Górniak odleciała z nową teorią o epidemii. Twierdzi, że w szpitalach leżą... statyści
Bartosz Świderski
09 listopada 2020, 22:05·2 minuty czytania
Publikacja artykułu: 09 listopada 2020, 22:05
Edyta Górniak postanowiła ostatnio zawiesić swoją działalność na Instagramie i na pożegnanie z fanami zorganizowała trzygodzinną relację na żywo. Podzieliła się w niej swoimi teoriami na temat koronawirusa. Każda kolejna była bardziej odjechana od poprzedniej.
Reklama.
Od kilku miesięcy Edyta Górniak należy do kręgu celebrytów, którzy nie wierzą w istnienie koronawirusa. Piosenkarka zdążyła już pokłócić się nawet na ten temat z byłym ministrem zdrowia Łukaszem Szumowskim. Chciała z nim nawet publicznie debatować na tematy medyczne, w tym o konieczności szczepień.

****************************************

**ZADANIE A:**
Ile trwała relacja na żywo, którą według artykułu Edyta Górniak zorganizowała na pożegnanie z fanami?
**ZADANIE B:**
Przepisz dosłownie fragment artykułu od słów "Górniak odleciała z" aż do słów "o konieczności szczepień." włącznie.
Opieraj się wyłącznie na powyższym artykule.

**WYCINEK DANYCH:**
****************************************

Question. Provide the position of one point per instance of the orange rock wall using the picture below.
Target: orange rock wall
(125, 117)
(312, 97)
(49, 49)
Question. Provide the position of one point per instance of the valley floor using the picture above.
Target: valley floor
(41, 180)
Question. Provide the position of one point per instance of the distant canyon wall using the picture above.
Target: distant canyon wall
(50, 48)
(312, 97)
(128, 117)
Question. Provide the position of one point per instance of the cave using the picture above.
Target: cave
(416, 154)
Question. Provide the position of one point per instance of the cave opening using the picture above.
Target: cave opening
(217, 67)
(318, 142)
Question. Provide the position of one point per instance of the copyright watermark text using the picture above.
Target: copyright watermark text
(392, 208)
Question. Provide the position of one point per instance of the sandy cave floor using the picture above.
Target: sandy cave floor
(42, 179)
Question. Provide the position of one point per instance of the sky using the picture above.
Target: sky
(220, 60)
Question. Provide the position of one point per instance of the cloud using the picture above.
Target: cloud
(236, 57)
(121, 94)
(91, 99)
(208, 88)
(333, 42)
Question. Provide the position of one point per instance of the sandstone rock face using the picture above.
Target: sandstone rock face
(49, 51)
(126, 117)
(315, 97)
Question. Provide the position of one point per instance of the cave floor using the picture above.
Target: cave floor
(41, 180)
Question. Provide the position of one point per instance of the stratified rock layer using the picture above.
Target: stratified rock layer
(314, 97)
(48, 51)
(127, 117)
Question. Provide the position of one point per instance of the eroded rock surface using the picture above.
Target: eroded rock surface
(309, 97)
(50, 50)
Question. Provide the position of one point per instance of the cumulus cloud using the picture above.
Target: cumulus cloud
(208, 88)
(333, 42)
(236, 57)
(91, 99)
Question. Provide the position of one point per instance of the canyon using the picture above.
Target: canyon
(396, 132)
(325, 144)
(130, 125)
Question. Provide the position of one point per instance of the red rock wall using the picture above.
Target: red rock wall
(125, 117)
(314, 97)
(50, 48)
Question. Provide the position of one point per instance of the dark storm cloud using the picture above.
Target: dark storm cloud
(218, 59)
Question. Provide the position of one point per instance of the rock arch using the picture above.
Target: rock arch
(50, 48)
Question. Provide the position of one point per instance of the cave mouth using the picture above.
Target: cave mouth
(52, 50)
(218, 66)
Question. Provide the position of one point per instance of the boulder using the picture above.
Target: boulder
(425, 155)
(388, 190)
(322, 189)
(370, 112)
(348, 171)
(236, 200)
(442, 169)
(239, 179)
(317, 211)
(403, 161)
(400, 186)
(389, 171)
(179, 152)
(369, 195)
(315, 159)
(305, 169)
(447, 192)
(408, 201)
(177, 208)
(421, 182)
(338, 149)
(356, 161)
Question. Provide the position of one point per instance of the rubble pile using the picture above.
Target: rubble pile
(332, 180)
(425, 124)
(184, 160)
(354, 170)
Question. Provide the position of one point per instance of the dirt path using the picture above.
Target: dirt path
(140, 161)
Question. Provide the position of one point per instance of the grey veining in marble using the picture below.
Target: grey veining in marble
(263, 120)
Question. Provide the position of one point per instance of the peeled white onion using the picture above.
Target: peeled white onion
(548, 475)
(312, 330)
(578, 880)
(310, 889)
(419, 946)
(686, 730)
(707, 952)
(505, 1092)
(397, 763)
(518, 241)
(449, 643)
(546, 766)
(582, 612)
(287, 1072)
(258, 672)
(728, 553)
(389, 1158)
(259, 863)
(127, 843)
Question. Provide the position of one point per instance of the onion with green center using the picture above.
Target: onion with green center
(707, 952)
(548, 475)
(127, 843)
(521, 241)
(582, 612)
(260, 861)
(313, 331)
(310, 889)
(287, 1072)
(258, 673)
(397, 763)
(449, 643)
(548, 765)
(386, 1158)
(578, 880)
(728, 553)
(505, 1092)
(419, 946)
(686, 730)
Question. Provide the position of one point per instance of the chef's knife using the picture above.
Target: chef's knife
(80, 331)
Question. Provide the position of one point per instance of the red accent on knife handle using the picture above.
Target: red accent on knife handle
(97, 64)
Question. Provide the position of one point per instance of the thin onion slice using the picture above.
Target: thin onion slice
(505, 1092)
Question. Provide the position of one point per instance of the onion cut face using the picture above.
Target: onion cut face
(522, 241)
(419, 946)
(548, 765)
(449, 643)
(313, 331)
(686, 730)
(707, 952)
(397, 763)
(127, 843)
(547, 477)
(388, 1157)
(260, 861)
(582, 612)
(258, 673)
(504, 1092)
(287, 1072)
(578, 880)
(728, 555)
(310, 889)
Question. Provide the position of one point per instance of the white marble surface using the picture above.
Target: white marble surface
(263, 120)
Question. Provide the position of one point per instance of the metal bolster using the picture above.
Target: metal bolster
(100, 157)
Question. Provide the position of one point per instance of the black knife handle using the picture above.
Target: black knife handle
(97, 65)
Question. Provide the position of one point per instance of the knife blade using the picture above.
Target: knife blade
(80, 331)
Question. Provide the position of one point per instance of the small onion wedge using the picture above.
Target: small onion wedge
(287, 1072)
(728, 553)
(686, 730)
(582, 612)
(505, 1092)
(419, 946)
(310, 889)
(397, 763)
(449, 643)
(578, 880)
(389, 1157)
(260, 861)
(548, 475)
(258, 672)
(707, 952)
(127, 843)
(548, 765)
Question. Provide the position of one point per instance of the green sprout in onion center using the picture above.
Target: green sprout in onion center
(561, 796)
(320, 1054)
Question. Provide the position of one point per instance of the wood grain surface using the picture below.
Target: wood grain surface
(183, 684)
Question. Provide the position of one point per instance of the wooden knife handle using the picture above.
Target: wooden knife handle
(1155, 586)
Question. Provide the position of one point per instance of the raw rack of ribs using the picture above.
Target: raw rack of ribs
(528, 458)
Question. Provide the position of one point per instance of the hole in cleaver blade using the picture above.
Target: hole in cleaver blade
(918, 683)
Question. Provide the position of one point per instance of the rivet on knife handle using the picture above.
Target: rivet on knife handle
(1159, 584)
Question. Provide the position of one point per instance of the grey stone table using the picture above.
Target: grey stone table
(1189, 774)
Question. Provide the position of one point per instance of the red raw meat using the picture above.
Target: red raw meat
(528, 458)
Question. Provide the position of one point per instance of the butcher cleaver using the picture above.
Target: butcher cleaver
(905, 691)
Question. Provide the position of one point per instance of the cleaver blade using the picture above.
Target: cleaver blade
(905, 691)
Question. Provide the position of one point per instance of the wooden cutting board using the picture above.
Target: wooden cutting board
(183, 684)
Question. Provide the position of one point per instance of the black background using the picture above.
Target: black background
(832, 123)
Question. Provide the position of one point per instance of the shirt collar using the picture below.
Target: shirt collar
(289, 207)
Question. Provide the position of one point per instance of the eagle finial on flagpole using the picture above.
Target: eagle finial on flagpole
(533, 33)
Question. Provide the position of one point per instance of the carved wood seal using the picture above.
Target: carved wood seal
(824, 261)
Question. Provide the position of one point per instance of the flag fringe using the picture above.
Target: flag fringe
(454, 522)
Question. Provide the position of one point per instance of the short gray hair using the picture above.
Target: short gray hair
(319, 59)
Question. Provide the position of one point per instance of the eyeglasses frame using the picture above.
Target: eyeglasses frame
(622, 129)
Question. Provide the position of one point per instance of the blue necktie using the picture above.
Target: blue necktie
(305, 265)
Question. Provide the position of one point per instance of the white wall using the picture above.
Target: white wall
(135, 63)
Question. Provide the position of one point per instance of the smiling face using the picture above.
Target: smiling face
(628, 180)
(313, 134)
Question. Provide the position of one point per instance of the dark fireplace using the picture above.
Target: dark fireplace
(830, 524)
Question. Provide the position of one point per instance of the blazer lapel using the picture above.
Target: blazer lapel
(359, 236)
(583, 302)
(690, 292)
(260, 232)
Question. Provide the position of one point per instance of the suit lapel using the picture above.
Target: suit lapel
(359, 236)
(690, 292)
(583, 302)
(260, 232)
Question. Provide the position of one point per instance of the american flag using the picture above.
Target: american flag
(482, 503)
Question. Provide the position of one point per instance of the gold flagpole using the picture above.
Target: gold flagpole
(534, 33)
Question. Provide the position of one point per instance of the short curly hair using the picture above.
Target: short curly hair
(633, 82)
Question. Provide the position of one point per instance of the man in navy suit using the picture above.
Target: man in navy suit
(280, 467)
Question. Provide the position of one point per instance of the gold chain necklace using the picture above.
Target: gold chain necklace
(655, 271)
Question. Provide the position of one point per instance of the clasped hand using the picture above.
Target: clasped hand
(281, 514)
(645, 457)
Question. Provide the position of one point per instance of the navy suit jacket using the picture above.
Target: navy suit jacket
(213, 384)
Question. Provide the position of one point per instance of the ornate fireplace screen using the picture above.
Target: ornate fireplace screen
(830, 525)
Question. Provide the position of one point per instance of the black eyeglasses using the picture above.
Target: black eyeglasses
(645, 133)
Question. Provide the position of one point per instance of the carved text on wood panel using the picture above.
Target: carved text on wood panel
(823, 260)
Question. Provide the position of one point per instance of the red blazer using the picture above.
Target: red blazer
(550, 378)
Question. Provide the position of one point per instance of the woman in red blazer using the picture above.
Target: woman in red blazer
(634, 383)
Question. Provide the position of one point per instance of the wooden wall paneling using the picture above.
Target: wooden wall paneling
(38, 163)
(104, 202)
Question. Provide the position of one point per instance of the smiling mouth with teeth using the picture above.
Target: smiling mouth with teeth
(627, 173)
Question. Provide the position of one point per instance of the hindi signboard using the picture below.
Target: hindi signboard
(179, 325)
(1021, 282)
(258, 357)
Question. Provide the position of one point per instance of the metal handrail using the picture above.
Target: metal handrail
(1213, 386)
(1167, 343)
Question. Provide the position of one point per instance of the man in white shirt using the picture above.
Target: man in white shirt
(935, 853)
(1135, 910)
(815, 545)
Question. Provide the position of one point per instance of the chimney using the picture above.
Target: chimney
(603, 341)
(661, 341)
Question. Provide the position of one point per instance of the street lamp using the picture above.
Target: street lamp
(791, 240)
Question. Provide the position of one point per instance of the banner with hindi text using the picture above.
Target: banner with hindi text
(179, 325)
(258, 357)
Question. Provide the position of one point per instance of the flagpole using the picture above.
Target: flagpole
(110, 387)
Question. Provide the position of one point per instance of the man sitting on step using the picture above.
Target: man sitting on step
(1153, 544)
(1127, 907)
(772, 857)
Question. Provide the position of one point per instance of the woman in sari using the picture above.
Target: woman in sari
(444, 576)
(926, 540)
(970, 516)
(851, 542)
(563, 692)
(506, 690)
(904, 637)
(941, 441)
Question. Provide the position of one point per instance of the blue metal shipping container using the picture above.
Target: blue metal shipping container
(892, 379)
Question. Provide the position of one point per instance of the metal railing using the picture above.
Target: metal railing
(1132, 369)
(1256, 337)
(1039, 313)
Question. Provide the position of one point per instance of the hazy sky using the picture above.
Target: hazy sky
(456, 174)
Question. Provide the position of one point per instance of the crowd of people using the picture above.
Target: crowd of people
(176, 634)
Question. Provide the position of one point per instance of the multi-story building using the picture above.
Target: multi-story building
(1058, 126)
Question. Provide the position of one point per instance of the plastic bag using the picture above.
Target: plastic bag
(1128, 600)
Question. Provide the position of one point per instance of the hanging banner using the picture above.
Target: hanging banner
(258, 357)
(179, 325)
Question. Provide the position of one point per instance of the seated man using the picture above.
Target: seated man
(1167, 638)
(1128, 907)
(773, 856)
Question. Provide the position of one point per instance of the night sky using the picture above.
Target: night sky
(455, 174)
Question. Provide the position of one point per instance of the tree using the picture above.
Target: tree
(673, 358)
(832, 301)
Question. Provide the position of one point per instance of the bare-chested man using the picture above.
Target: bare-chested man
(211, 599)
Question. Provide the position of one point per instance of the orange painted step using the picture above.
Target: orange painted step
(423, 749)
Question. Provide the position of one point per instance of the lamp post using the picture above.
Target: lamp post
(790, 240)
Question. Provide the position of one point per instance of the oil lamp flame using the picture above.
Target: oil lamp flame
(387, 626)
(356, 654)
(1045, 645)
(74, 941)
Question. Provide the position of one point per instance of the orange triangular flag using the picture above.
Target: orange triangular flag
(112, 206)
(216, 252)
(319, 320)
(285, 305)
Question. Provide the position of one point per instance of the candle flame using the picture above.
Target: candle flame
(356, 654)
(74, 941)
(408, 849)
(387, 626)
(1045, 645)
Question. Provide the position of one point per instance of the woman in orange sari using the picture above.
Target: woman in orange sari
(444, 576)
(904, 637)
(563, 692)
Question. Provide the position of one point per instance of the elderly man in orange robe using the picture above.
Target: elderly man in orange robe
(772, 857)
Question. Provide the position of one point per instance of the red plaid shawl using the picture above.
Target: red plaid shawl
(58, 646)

****************************************

**ODPOWIEDŹ A:**
Trzy godziny.

**ODPOWIEDŹ B:**
Górniak odleciała z nową teorią o epidemii. Twierdzi, że w szpitalach leżą... statyści
Bartosz Świderski
09 listopada 2020, 22:05·2 minuty czytania
Publikacja artykułu: 09 listopada 2020, 22:05
Edyta Górniak postanowiła ostatnio zawiesić swoją działalność na Instagramie i na pożegnanie z fanami zorganizowała trzygodzinną relację na żywo. Podzieliła się w niej swoimi teoriami na temat koronawirusa. Każda kolejna była bardziej odjechana od poprzedniej.
Reklama.
Od kilku miesięcy Edyta Górniak należy do kręgu celebrytów, którzy nie wierzą w istnienie koronawirusa. Piosenkarka zdążyła już pokłócić się nawet na ten temat z byłym ministrem zdrowia Łukaszem Szumowskim. Chciała z nim nawet publicznie debatować na tematy medyczne, w tym o konieczności szczepień.